* _Task prompt_
Make an exact copy of the records below, leaving every image out.

* _Records for this exercise_
=-=-=-=-=
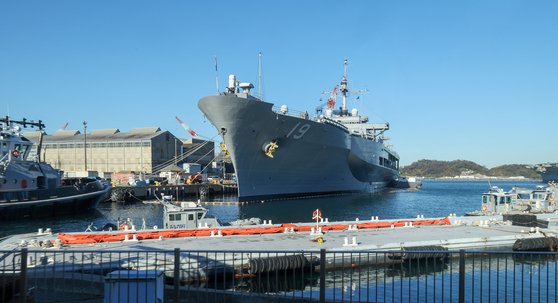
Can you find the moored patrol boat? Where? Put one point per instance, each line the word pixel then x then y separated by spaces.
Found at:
pixel 31 188
pixel 277 153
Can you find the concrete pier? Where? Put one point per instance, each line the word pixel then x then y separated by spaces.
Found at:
pixel 137 193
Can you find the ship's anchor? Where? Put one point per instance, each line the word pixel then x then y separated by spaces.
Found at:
pixel 270 147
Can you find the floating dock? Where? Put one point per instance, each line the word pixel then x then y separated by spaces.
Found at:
pixel 242 254
pixel 482 232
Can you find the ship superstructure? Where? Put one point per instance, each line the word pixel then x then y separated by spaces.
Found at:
pixel 280 153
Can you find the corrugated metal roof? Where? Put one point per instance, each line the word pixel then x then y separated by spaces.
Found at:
pixel 105 132
pixel 101 135
pixel 145 130
pixel 65 133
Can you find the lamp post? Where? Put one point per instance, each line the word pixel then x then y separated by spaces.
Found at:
pixel 85 142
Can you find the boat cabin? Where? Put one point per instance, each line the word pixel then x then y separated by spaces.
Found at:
pixel 14 146
pixel 188 215
pixel 540 199
pixel 496 200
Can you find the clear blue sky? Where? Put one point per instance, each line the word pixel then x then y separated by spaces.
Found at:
pixel 473 80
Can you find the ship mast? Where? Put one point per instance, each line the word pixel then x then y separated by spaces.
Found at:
pixel 343 88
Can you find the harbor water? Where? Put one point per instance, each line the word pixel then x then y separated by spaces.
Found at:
pixel 436 198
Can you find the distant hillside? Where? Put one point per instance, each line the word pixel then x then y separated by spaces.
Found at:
pixel 439 169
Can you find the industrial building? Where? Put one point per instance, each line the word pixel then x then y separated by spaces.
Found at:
pixel 145 150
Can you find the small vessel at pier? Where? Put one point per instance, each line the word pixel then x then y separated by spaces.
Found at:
pixel 31 188
pixel 548 171
pixel 518 200
pixel 277 153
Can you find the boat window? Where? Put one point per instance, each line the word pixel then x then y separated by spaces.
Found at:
pixel 175 217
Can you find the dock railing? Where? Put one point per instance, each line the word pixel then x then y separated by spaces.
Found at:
pixel 53 275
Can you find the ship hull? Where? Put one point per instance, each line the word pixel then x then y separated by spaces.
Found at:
pixel 312 158
pixel 54 202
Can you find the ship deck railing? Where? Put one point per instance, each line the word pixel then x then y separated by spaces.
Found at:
pixel 47 275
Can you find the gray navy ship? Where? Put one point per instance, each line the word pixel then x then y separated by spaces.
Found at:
pixel 277 153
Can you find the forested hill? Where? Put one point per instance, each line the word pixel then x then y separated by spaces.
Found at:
pixel 439 169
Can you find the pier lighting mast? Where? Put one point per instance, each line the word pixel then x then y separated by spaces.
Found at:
pixel 85 142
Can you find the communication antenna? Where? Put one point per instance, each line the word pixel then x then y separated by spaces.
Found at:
pixel 260 80
pixel 216 77
pixel 343 87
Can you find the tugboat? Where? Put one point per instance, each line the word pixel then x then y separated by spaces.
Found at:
pixel 30 188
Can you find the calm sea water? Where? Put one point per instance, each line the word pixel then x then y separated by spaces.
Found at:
pixel 435 199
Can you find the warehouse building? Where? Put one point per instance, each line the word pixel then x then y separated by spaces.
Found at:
pixel 146 150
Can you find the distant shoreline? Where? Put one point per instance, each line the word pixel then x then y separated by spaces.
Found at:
pixel 480 179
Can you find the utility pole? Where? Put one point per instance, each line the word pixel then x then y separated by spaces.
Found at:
pixel 85 142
=-=-=-=-=
* _Result for this exercise_
Can you find the moored patrol boat? Where? Put one point per instance, each line the word pixel then x then y separated by spaces.
Found at:
pixel 31 188
pixel 277 153
Can you find the concrete pier? Where? Put one point per instance, each line the word pixel then x then y separated by spaces.
Found at:
pixel 137 193
Can you find the ship's anchor? Where? Put one point per instance, each line the word pixel then x then y separated by spaces.
Found at:
pixel 270 147
Can you find the floating dock? Where? Put one point per instance, each line the word pixel then x then y separated by spaces.
Found at:
pixel 242 254
pixel 482 232
Can you find the ship superstructure? Where? Put one point per instance, each line the word pixel then x then y separated by spaces.
Found at:
pixel 280 153
Can you find the corrugated metal roof? Where? Put one point per instance, each line the word pixel then x then y separated by spaces.
Found at:
pixel 105 132
pixel 101 135
pixel 145 130
pixel 65 133
Can you find the lamp post? Where? Put one point per instance, each line the word pixel then x then y separated by spaces.
Found at:
pixel 85 142
Can you find the boat cabin? Where? Put one point per instance, each line the word pixel then x then y separated by spaces.
Found at:
pixel 14 146
pixel 188 215
pixel 540 199
pixel 496 200
Can you find the clear blue sky? Where? Put one point per instance, each line the word pixel then x then y separated by spaces.
Found at:
pixel 473 80
Can you find the ship mast? Where? Put one point per instance, each line the word pixel then x then y separated by spaces.
Found at:
pixel 343 88
Can you find the harbor water? Where? Put one point per instance, each line the word pixel then x then y separated by spaces.
Found at:
pixel 436 198
Can you find the distant hillside? Where? Put one point per instance, each line the word pixel then x then y separated by spaces.
Found at:
pixel 439 169
Can you find the industrial building? Where? Put one point per instance, each line the word pixel then x then y separated by spaces.
Found at:
pixel 145 150
Can you find the small vessel at pier? Where? Put one point per instance, each line the word pixel then x then y separated by spaces.
Found at:
pixel 31 188
pixel 548 171
pixel 518 200
pixel 277 153
Can you find the boat window? Where? Put one point per instance, each line the word pixel then x then y separated by spaces.
Found at:
pixel 175 217
Can you find the dock railing? Where? Put one point per instance, each line the word pixel then x then y separated by spaces.
Found at:
pixel 53 275
Can you find the ship hull? Where? Put one point per instance, each line the word pixel then x then y separated by spaces.
Found at:
pixel 312 158
pixel 54 202
Can you find the ship deck railing? Where? Put one point per instance, each line the word pixel then x then y separated by spaces.
Found at:
pixel 47 275
Can you find the gray navy ship? Where? Put one point per instance, each line the word pixel then x then y separated by spaces.
Found at:
pixel 277 153
Can you find the forested hill? Where? Put one point per instance, each line the word pixel then x then y separated by spaces.
Found at:
pixel 439 169
Can you find the pier lighting mast? Where? Put one point per instance, each line the word pixel then x then y separated by spaces.
Found at:
pixel 85 142
Can you find the communication antenna? Where? Put one point per instance, each line the word pixel then x then y separated by spaces.
Found at:
pixel 260 80
pixel 216 77
pixel 343 87
Can you find the tugboat? Where? Put one point per instance, each line the word pixel then x then y separated by spaces.
Found at:
pixel 30 188
Can you find the calm sea water? Where? Put one point per instance, each line the word pixel then x then y separated by spaces.
Found at:
pixel 435 199
Can you find the warehouse building? Where? Put one point per instance, each line the word pixel then x then y separated by spaces.
Found at:
pixel 146 150
Can you find the distant shoreline? Where? Put one point per instance, each line the word pixel then x then y separated by spaces.
Found at:
pixel 480 179
Can you find the utility pole? Where? Put one point per instance, each line the word pixel then x then y separated by spaces.
Found at:
pixel 85 142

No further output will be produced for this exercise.